INPUT RECORDS:

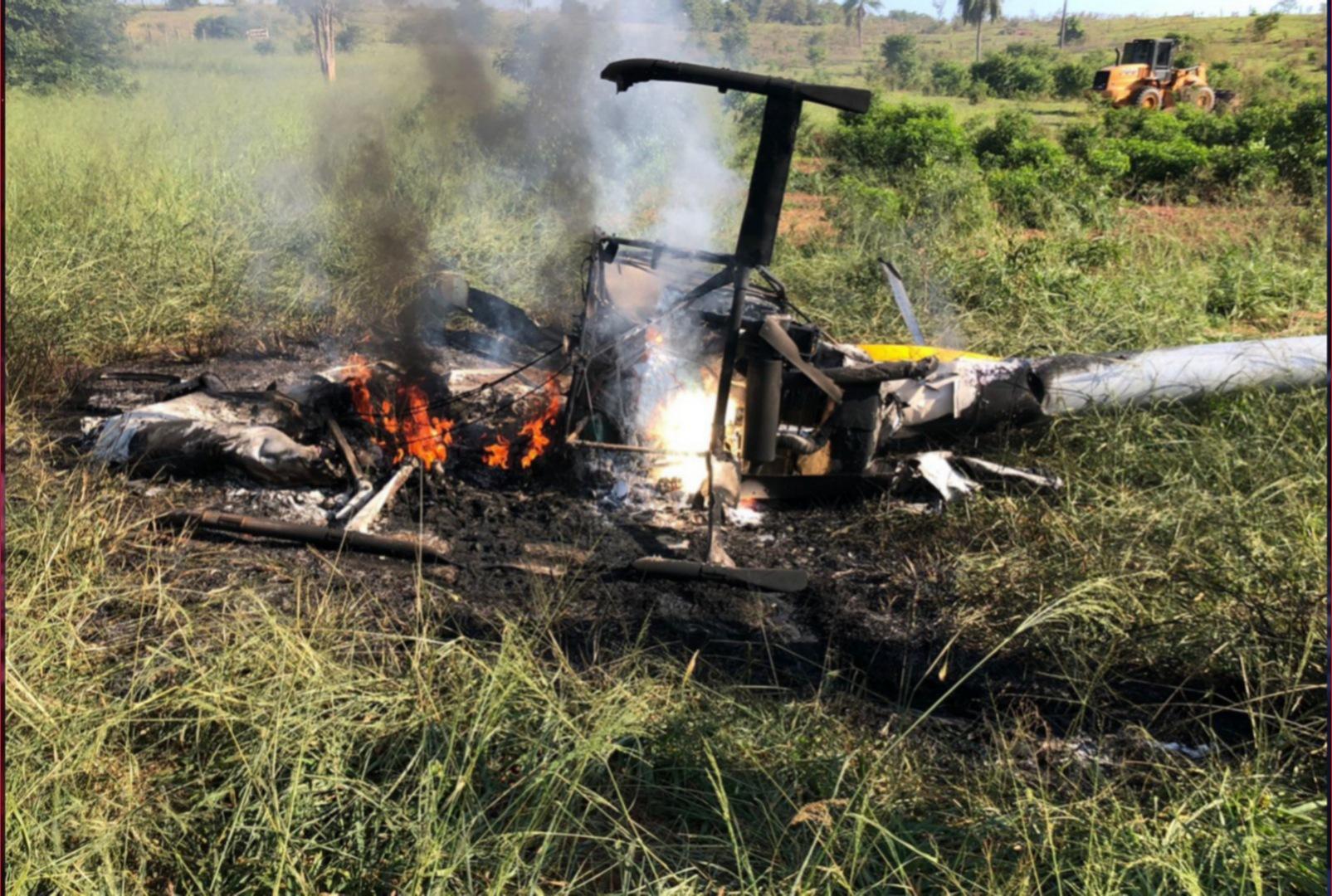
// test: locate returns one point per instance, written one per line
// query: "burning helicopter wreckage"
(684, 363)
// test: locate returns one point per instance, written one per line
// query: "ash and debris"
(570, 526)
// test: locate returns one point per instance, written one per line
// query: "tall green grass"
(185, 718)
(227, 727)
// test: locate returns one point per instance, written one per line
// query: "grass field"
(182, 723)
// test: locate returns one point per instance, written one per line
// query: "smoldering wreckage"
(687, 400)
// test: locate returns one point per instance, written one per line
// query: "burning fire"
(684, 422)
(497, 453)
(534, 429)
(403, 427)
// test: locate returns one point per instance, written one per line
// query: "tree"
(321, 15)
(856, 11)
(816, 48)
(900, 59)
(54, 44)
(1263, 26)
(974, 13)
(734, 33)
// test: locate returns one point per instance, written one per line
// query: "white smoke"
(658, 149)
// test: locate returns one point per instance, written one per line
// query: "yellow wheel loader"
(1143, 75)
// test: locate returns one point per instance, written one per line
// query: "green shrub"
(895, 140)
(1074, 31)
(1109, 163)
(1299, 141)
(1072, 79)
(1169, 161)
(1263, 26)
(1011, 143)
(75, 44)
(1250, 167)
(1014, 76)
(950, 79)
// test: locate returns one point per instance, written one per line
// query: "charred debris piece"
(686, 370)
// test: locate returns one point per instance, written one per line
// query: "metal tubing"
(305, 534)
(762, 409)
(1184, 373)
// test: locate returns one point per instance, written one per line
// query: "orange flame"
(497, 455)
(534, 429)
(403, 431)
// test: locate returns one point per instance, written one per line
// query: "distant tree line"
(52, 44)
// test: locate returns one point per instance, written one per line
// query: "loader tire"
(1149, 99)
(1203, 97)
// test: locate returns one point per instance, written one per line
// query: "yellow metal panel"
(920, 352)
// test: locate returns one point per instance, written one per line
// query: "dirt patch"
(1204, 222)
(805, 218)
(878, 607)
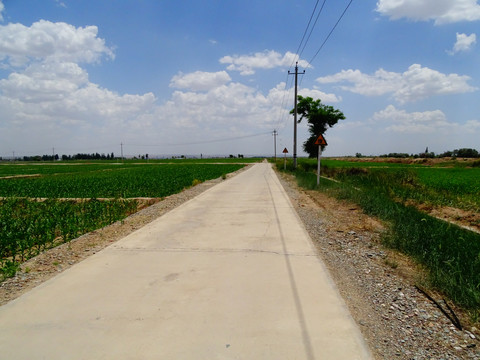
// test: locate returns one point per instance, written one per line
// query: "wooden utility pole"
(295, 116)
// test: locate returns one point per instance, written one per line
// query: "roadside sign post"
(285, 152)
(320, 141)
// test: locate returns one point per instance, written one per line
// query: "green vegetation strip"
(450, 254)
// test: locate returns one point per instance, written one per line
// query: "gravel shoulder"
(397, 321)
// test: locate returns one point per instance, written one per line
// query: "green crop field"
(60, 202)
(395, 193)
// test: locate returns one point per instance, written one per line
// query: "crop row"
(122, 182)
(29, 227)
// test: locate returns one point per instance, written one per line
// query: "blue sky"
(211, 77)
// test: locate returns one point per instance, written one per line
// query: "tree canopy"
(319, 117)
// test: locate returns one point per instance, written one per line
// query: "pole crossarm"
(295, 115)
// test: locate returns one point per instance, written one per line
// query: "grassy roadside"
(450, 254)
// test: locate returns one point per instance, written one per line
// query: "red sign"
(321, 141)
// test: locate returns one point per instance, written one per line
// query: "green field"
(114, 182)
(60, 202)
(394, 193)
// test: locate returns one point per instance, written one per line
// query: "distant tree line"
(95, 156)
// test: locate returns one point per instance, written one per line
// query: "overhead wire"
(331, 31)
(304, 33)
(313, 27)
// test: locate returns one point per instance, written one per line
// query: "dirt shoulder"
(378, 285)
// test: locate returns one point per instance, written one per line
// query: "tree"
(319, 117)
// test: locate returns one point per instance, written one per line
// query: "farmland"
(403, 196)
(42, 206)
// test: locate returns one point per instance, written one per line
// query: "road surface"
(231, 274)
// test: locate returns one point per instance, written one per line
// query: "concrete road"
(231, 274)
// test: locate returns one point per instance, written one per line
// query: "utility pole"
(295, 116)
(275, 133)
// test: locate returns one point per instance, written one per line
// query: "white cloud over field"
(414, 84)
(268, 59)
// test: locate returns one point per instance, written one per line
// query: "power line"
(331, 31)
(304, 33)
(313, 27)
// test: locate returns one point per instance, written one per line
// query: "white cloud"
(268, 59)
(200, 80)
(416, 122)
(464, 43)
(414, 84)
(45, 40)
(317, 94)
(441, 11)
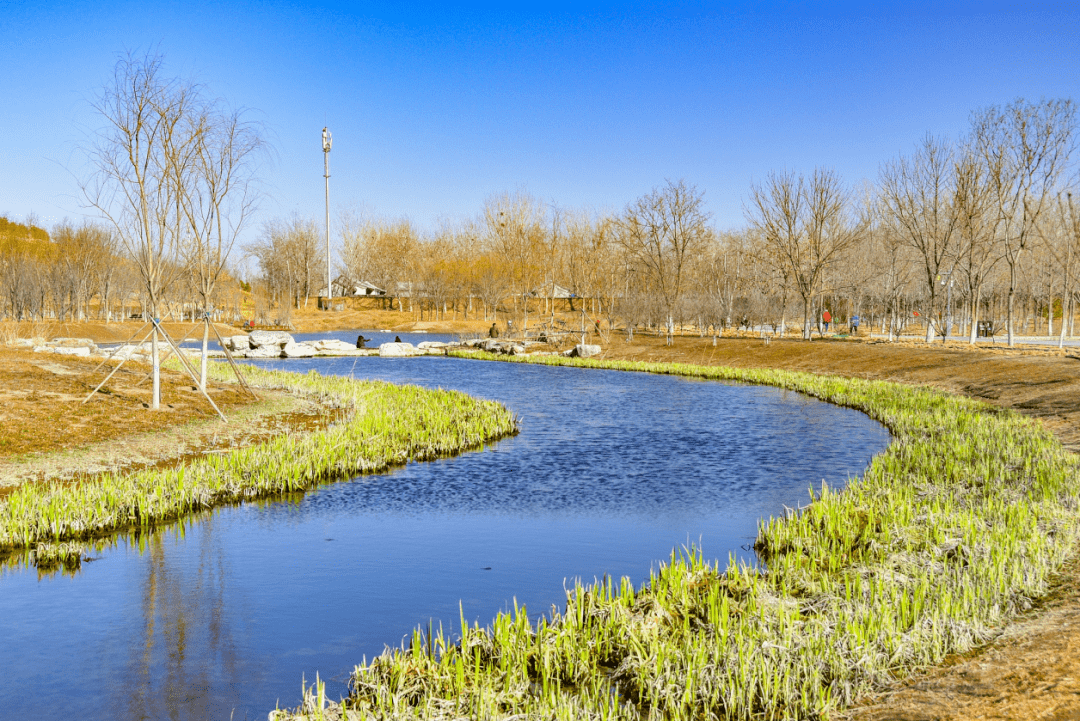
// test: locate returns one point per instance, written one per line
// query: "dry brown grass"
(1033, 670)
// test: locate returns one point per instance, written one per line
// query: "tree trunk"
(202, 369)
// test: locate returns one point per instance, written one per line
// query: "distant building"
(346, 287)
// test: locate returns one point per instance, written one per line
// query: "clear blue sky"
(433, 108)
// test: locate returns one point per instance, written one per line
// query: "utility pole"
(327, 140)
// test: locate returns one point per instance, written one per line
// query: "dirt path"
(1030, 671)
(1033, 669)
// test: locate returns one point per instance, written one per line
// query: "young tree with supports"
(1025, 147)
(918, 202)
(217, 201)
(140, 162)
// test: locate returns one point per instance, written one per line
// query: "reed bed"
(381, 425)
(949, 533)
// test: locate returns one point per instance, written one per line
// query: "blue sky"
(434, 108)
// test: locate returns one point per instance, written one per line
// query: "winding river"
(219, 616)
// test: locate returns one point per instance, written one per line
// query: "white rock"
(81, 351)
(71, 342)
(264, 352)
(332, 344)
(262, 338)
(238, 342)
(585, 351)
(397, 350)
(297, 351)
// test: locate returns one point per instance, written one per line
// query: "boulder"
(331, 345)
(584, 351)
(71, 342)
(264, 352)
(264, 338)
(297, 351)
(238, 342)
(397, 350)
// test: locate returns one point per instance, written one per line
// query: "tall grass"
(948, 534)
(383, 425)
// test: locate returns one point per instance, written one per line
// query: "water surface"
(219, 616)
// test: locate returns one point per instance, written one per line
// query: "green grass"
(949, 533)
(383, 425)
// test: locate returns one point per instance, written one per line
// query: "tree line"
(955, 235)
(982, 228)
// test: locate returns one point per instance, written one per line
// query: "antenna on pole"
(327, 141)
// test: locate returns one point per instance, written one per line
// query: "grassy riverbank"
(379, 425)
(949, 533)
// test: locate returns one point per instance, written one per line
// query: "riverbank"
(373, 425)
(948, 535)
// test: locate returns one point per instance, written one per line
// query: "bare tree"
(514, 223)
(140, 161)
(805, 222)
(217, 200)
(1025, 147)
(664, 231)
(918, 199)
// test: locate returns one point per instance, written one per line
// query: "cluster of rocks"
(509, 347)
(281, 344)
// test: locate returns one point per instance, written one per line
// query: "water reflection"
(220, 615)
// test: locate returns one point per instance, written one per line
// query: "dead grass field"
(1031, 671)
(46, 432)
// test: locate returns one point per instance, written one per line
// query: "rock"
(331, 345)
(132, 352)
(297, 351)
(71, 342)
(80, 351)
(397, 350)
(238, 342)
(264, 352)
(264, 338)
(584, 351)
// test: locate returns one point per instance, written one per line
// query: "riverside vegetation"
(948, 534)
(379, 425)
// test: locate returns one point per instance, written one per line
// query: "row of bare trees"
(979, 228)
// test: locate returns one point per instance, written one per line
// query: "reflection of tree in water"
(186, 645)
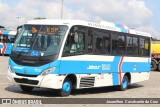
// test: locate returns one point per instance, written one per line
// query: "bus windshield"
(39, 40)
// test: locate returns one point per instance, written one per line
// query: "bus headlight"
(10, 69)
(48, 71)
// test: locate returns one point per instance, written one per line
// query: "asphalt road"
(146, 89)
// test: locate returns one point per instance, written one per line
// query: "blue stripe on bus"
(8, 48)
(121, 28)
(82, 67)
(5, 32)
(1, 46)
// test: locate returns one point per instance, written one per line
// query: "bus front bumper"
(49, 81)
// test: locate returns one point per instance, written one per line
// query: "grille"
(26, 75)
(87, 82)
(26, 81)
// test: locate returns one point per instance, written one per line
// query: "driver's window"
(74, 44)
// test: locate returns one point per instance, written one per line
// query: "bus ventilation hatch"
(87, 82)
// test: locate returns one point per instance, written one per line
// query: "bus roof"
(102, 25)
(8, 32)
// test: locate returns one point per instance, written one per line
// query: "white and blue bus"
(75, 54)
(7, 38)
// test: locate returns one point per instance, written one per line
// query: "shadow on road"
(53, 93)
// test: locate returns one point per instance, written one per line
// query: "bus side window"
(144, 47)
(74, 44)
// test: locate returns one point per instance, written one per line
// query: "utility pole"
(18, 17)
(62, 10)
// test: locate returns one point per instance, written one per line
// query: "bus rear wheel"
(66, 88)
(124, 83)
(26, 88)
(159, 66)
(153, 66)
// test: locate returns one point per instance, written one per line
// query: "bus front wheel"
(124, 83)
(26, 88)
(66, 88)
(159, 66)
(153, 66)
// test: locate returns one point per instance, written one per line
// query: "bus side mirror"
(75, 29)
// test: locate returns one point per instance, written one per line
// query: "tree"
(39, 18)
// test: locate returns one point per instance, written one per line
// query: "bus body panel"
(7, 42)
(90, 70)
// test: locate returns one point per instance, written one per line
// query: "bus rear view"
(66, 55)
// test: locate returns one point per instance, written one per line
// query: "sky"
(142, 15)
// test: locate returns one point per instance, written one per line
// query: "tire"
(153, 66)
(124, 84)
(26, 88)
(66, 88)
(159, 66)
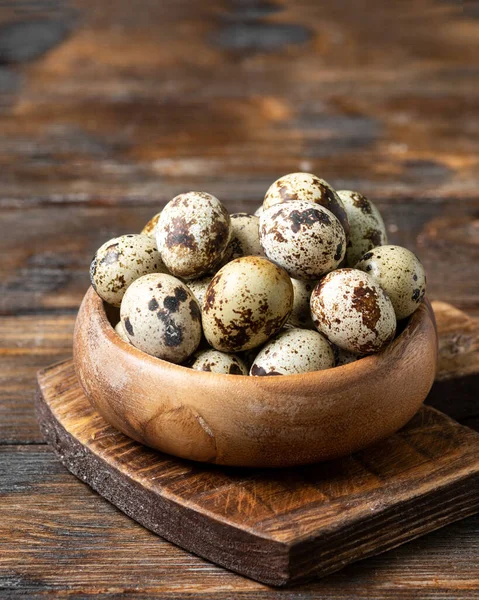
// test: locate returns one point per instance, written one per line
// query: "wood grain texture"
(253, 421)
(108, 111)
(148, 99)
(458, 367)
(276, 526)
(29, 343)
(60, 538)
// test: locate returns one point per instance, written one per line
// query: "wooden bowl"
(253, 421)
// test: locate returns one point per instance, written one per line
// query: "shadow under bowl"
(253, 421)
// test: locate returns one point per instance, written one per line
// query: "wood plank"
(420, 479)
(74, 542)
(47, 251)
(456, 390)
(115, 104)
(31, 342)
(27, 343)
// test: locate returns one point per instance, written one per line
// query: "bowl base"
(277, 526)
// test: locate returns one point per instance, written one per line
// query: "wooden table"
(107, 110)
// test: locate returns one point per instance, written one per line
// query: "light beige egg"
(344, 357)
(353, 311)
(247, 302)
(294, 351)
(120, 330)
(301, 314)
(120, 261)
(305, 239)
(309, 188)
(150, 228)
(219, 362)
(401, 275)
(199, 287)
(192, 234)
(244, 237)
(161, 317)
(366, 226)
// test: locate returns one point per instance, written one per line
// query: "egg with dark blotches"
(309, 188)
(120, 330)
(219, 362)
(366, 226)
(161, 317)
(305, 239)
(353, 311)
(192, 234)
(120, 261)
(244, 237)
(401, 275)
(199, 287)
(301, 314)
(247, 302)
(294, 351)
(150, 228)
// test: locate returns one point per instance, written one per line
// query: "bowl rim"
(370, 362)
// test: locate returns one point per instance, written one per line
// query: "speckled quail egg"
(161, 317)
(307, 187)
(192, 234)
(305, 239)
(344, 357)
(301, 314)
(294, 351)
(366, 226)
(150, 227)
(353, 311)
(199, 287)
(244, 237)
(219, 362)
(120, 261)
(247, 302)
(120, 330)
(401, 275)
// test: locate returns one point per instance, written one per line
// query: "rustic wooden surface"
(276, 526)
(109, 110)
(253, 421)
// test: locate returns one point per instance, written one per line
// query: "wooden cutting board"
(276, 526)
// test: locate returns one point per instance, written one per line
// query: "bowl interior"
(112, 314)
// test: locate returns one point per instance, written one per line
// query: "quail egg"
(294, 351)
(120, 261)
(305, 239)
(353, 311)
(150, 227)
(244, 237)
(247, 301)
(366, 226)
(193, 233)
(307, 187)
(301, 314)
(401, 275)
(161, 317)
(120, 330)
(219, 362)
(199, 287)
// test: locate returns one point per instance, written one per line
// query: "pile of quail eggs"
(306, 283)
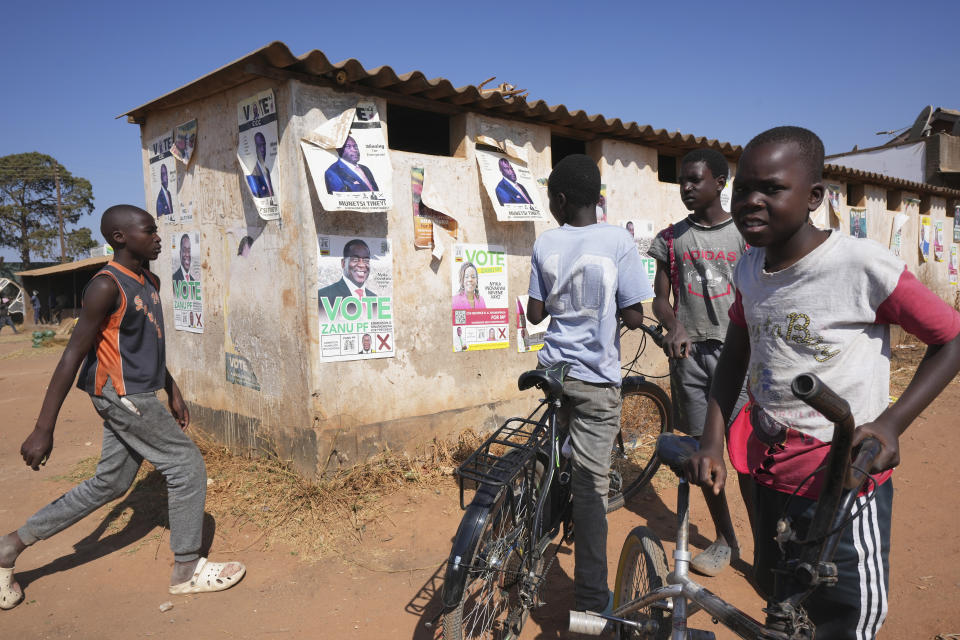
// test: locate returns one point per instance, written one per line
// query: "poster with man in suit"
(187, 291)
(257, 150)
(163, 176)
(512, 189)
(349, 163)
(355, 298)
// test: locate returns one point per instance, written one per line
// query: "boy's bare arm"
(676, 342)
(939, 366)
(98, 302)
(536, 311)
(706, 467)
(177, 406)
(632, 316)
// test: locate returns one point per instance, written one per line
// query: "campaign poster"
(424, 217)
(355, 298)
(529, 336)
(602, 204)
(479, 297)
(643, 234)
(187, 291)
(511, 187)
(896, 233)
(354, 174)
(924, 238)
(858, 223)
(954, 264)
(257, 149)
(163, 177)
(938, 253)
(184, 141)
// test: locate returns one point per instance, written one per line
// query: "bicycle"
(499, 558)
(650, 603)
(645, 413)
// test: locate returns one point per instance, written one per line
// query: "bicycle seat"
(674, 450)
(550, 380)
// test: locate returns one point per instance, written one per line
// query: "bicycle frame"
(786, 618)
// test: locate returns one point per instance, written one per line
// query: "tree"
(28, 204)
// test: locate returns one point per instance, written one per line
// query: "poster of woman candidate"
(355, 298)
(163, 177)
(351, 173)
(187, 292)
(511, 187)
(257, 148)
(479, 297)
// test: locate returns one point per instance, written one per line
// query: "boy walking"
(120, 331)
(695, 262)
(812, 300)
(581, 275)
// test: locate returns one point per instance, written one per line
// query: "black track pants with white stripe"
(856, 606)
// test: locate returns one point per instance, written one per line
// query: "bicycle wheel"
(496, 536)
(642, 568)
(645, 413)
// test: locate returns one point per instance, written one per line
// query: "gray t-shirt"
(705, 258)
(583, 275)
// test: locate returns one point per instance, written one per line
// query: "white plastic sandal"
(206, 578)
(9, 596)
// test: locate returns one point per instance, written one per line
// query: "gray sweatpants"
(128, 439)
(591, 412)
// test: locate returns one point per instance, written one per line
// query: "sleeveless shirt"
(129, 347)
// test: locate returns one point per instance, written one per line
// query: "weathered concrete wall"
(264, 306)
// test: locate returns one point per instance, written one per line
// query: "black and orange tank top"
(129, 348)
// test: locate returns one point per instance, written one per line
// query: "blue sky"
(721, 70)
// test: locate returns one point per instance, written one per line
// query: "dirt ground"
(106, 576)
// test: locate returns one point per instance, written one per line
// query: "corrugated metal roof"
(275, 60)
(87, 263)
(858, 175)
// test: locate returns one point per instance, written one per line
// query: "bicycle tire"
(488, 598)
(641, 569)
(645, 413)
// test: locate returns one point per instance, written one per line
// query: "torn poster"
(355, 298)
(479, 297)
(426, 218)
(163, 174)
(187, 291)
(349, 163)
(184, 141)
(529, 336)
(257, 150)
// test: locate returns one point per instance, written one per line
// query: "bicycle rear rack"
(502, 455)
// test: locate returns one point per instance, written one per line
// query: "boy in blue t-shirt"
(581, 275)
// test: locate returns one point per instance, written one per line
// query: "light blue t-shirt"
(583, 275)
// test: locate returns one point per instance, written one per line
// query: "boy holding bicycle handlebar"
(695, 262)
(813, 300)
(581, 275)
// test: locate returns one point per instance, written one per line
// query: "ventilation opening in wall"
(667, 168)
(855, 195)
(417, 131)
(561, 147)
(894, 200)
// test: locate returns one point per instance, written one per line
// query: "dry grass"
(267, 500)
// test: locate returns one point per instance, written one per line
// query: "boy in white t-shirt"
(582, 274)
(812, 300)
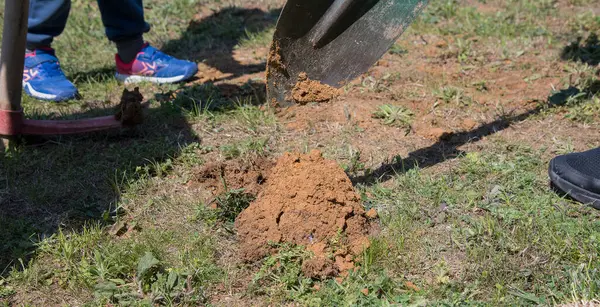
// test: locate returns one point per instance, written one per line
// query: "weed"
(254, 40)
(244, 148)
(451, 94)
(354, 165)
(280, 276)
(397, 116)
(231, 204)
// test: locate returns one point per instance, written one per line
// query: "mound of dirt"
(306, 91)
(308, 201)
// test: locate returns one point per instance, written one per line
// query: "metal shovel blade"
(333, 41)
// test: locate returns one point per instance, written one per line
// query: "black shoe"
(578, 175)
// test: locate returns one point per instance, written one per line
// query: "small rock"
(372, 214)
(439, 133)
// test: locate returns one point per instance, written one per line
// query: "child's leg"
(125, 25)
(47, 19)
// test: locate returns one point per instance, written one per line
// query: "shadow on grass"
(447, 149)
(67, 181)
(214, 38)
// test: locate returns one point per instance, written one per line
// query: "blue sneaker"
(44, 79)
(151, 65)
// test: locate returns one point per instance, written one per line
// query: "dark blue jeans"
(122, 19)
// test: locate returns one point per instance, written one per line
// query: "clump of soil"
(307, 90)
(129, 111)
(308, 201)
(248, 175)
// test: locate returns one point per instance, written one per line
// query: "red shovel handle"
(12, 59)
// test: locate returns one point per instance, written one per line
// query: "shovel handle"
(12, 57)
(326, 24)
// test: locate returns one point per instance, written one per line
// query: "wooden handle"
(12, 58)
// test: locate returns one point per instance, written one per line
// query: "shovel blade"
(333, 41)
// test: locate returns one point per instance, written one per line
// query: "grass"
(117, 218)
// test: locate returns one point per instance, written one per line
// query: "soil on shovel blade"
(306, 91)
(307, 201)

JOB:
Report every line of the items above that contains the string "shovel", matching case exactly.

RESPONSE FOR THIS EXERCISE:
// query: "metal shovel blade"
// query: "red shovel handle"
// query: "shovel handle"
// query: "shovel blade"
// query: "soil on shovel blade"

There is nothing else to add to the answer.